El cisne, la rana, el buey, el asno, el lobo, la gata, el pájaro, el zorro… Y el hombre. Todos son animales racionales en la literatura del genio de las fábulas, Jean de La Fontaine (1621-1695), que elevó el género a cotas de calidad inigualable tomando el testigo del otro gran fabulador de la historia, Esopo (cuya existencia es dudosa, en el siglo VI a. C.), que ideó historias con moraleja tales como “La zorra y la ciguena”, “El león y el ratón”, “La cigarra y la hormiga”, “La gallina de los huevos de oro”, “La liebre y la tortuga” o “El ratón de campo y el ratón de ciudad”. Virtuoso de la lengua francesa, miembro de la Academia de su país y siempre próximo a la cúpula del poder político y real, La Fontaine, ciertamente, no ha pasado a la historia por sus versos eróticos, obras de teatro o cuentos, sino por unos poemas donde las liebres cavilan, los lobos se disfrazan y los osos sufren de melancolía.

Ahora sus conocidas fábulas nos llegan mediante la traducción de Marta Pino Moreno, y con el extraordinario aliciente de estar acompanadas por la obra plástica de un gran artista, el ruso Marc Chagall (1887-1985). Una simbiosis literario-pictórica que ya tiene cierta tradición, pues dibujantes de la talla de Jean-Baptiste Oudry, Gustave Doré (ambos en el siglo XVIII), J. J. Grandville (en el XIX) y Benjamin Rabier (a inicios del XX) se habían enfrentado a ilustrar unos textos que no son tan sencillos de interpretar como se podría suponer y para los que Chagall creó cien “gouaches” (un tipo de acuarela “aguada”) de las que esta edición de Los Libros del Zorro Rojo reproduce cuarenta y tres. No hay más, y eso tiene una explicación harto interesante a efectos de la historia del arte contemporáneo.

Consigna de trabajo A.
Según el texto sobre La Fontaine y Chagall, ¿cuántas de las gouaches de Chagall reproduce la edición de Los Libros del Zorro Rojo?
Consigna de trabajo B.
Enumere todos los dibujantes que, según el texto sobre La Fontaine y Chagall, habían ilustrado las fábulas antes que Chagall.
Consigna de trabajo C.
Devuelva sin cambios todo el fragmento del texto sobre La Fontaine y Chagall que va desde "Ahora sus conocidas" hasta "del arte contemporáneo.".

Sección de datos.

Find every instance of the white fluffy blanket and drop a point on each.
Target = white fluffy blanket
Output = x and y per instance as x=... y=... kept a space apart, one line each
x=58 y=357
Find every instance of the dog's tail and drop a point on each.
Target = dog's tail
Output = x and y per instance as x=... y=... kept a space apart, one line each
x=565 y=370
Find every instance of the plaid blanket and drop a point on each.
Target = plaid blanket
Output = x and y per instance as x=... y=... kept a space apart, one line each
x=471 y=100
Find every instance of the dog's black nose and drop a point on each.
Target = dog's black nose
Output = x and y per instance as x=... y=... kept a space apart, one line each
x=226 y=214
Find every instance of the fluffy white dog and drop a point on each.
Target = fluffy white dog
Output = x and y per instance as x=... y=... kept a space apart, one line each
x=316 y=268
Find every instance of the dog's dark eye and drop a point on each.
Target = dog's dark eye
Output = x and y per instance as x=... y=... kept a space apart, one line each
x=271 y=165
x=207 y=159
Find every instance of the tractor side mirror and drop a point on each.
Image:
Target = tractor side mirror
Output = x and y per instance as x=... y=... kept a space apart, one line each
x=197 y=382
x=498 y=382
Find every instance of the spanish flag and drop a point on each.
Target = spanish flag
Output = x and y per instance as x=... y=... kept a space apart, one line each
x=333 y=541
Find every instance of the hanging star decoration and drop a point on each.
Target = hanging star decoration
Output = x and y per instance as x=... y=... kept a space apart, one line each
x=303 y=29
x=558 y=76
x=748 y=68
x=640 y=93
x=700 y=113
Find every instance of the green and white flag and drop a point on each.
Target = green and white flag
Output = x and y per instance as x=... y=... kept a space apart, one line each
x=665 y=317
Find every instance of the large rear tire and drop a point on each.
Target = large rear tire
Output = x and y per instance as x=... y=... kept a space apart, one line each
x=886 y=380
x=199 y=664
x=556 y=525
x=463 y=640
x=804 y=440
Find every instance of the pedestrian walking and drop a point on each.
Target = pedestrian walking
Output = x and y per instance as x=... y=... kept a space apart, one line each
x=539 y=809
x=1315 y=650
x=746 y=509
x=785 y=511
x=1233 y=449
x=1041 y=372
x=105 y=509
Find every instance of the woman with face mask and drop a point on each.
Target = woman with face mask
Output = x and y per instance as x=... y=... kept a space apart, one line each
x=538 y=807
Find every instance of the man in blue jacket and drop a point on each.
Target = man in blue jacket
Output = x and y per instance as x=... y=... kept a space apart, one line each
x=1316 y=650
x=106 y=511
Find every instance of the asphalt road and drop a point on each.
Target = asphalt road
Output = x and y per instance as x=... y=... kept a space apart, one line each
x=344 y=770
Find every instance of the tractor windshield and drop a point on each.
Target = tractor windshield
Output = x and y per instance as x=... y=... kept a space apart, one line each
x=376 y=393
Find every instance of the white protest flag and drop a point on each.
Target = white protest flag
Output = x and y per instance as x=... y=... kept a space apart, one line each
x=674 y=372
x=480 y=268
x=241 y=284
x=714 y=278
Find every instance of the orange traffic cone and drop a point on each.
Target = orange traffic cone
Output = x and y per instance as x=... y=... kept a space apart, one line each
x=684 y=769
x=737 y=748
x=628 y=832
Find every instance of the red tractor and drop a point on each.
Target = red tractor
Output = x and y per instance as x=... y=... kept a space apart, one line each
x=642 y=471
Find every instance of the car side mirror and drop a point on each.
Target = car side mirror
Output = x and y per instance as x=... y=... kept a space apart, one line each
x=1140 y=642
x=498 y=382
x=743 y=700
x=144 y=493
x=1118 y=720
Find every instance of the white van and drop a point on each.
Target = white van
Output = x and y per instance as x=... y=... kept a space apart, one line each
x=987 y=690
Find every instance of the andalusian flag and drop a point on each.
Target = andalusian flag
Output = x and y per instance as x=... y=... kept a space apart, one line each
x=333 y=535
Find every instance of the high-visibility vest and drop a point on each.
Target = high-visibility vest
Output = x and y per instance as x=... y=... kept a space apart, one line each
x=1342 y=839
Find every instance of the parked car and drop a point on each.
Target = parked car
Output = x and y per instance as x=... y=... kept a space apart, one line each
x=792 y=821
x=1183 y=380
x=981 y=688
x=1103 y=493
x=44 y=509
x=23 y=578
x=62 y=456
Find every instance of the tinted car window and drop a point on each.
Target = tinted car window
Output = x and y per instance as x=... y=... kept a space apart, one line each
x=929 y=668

Respuesta esperada A.
Cuarenta y tres.

Respuesta esperada B.
- Jean-Baptiste Oudry
- Gustave Doré
- J. J. Grandville
- Benjamin Rabier

Respuesta esperada C.
Ahora sus conocidas fábulas nos llegan mediante la traducción de Marta Pino Moreno, y con el extraordinario aliciente de estar acompanadas por la obra plástica de un gran artista, el ruso Marc Chagall (1887-1985). Una simbiosis literario-pictórica que ya tiene cierta tradición, pues dibujantes de la talla de Jean-Baptiste Oudry, Gustave Doré (ambos en el siglo XVIII), J. J. Grandville (en el XIX) y Benjamin Rabier (a inicios del XX) se habían enfrentado a ilustrar unos textos que no son tan sencillos de interpretar como se podría suponer y para los que Chagall creó cien “gouaches” (un tipo de acuarela “aguada”) de las que esta edición de Los Libros del Zorro Rojo reproduce cuarenta y tres. No hay más, y eso tiene una explicación harto interesante a efectos de la historia del arte contemporáneo.